::: Text block
System Design Methodology
Introduction
System design is not about sketching architecture diagrams on a whim — it's a structured methodology. Whether it's a system design interview question or real-world architecture design, both follow a similar thinking framework: first understand the problem, then estimate the scale, then design the solution, and finally dive deep into optimization.
What will you learn from this article?
After reading this chapter, you will gain:
- Design Process: Master the four-step framework for system design
- Capacity Estimation: Learn the art of "back-of-envelope estimation"
- Common Patterns: Get familiar with core patterns like caching, database sharding, and message queues
- Trade-off Thinking: Understand the trade-off mindset in architecture design
- Practical Case Studies: Understand the design process through cases like URL shorteners and feed systems
| Chapter | Content | Core Concepts |
|---|---|---|
| Chapter 1 | Four-Step Design Method | Requirements clarification, capacity estimation, architecture design, deep optimization |
| Chapter 2 | Capacity Estimation | QPS, storage, bandwidth, back-of-envelope estimation |
| Chapter 3 | Core Design Patterns | Caching, database sharding, message queues, CDN |
| Chapter 4 | Trade-off Thinking | Consistency vs. availability, performance vs. cost |
| Chapter 5 | Classic Case Studies | URL shortener, feed system, flash sale system |
1. The Four-Step System Design Method
System design is not about drawing architecture diagrams right away. Whether in an interview or in practice, you should follow a structured process.
::::::
::: Material
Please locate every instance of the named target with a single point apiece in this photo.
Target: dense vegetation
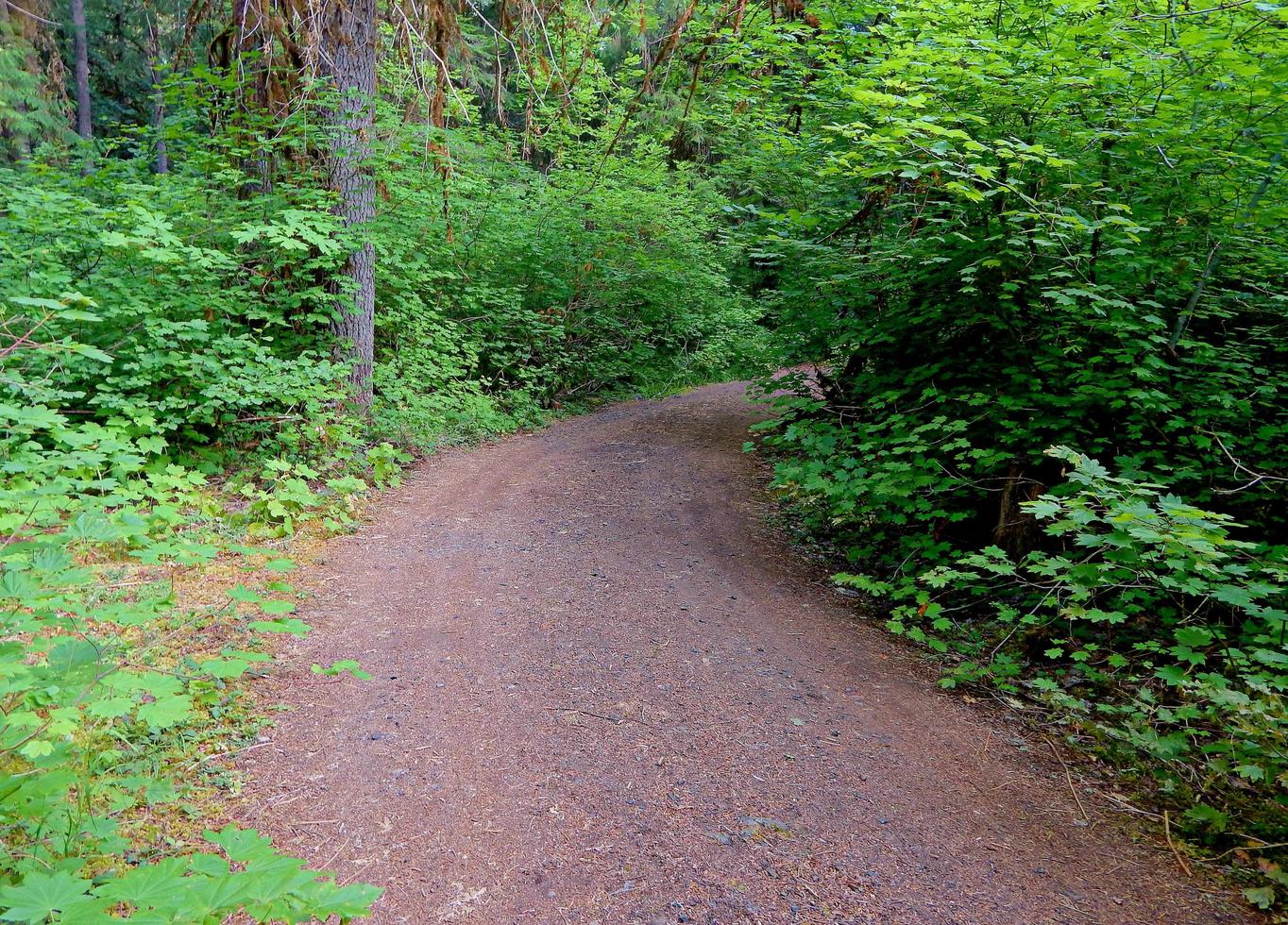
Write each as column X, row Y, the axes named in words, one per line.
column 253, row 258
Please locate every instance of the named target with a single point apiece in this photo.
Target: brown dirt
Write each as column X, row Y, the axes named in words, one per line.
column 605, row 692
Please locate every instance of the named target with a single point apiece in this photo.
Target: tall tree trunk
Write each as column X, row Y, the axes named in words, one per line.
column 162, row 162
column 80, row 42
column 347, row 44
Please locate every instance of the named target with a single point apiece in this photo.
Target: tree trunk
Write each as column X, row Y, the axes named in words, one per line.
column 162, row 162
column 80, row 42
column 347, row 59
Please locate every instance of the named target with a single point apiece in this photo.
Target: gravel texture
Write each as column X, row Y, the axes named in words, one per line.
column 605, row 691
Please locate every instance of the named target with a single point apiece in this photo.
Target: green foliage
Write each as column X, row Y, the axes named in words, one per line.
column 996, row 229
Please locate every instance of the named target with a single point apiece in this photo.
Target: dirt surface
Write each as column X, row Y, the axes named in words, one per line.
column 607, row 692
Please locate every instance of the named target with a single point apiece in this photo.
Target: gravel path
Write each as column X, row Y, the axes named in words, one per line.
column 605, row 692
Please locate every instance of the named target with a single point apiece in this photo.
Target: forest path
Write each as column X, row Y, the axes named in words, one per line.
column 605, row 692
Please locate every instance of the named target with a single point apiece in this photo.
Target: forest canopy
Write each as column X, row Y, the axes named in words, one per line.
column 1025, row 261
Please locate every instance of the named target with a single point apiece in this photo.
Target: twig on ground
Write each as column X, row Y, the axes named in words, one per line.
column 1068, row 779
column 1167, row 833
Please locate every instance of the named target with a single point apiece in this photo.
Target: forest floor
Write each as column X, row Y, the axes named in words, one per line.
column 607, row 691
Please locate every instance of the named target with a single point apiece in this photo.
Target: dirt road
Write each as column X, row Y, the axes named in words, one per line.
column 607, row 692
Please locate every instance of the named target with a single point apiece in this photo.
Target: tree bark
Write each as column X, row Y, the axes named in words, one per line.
::::::
** Short problem **
Please set down the stretch of the system design text from "System Design Methodology" through "deep into optimization." word for word.

** Full output **
System Design Methodology
Introduction
System design is not about sketching architecture diagrams on a whim — it's a structured methodology. Whether it's a system design interview question or real-world architecture design, both follow a similar thinking framework: first understand the problem, then estimate the scale, then design the solution, and finally dive deep into optimization.